- _Task statement_
Below is the data. Give it again, complete and exact.

- _Input_
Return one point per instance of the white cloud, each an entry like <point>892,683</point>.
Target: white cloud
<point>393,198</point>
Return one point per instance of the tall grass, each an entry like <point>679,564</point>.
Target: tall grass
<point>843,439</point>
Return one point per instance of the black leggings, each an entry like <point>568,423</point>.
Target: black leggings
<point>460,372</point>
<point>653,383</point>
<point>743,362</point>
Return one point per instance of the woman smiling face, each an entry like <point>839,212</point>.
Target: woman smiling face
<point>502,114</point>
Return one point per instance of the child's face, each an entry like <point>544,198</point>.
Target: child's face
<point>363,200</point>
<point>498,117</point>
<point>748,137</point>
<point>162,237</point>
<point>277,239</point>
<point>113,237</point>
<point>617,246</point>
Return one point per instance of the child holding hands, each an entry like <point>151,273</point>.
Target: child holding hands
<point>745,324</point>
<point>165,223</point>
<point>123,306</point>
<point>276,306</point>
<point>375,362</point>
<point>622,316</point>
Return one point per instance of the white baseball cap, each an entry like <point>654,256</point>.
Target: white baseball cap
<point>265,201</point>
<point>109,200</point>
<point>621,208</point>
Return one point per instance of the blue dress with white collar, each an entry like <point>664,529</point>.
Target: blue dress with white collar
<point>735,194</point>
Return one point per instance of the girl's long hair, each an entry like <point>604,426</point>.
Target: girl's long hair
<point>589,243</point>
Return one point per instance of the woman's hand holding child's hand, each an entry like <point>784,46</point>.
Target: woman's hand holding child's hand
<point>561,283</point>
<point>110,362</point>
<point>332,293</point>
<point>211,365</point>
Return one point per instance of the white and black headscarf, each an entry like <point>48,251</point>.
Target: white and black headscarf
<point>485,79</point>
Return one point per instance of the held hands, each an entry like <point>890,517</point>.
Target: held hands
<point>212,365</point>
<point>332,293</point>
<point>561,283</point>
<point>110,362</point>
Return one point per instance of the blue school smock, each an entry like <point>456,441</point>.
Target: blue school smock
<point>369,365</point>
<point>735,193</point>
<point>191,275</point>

- _Result of the task_
Return one point per instance of the white cloud, each an entry like <point>892,683</point>.
Target: white cloud
<point>393,198</point>
Return one point per instance of the tall grass, each an entry like <point>679,564</point>.
Target: tall grass
<point>843,439</point>
Return one point per instance of the black leggings, each an entry like <point>568,423</point>.
Target: black leggings
<point>460,372</point>
<point>653,383</point>
<point>743,362</point>
Return one point per instance of the woman smiling face, each an entry like <point>839,212</point>.
Target: woman smiling face
<point>502,114</point>
Return one point per instance of the child's face, each an entry like <point>544,198</point>.
Target: child's face
<point>363,200</point>
<point>498,117</point>
<point>748,137</point>
<point>162,237</point>
<point>277,239</point>
<point>113,237</point>
<point>617,246</point>
Return one point per instance of the child holding hands, each an entry like <point>151,273</point>.
Target: child holding hands
<point>745,324</point>
<point>165,223</point>
<point>123,306</point>
<point>276,306</point>
<point>375,362</point>
<point>622,316</point>
Return one point per instance of the white baseball cap, each an entry like <point>654,256</point>.
Target: white baseball cap
<point>265,201</point>
<point>109,200</point>
<point>621,208</point>
Return one point per instance of the blue dress with white collar, each an entry like <point>664,529</point>.
Target: blue dress with white collar
<point>735,194</point>
Return one point per instance of the girl's long hair, each an entry like <point>604,426</point>.
Target: girl's long hair
<point>589,243</point>
Return one point per instance of the woman's hand holding child's hand, each an entry like <point>784,46</point>.
Target: woman's hand holding child's hand
<point>561,283</point>
<point>110,362</point>
<point>332,293</point>
<point>211,365</point>
Return one point per instance of the white and black headscarf, each an entry like <point>48,251</point>.
Target: white and black headscarf
<point>485,79</point>
Return one point per instance of the held hands, each an entry like <point>890,517</point>.
Target: held hands
<point>212,365</point>
<point>332,293</point>
<point>561,283</point>
<point>110,362</point>
Return one point per instance of the blue school smock, each an entry like <point>456,441</point>.
Target: blue school smock
<point>369,365</point>
<point>735,193</point>
<point>191,275</point>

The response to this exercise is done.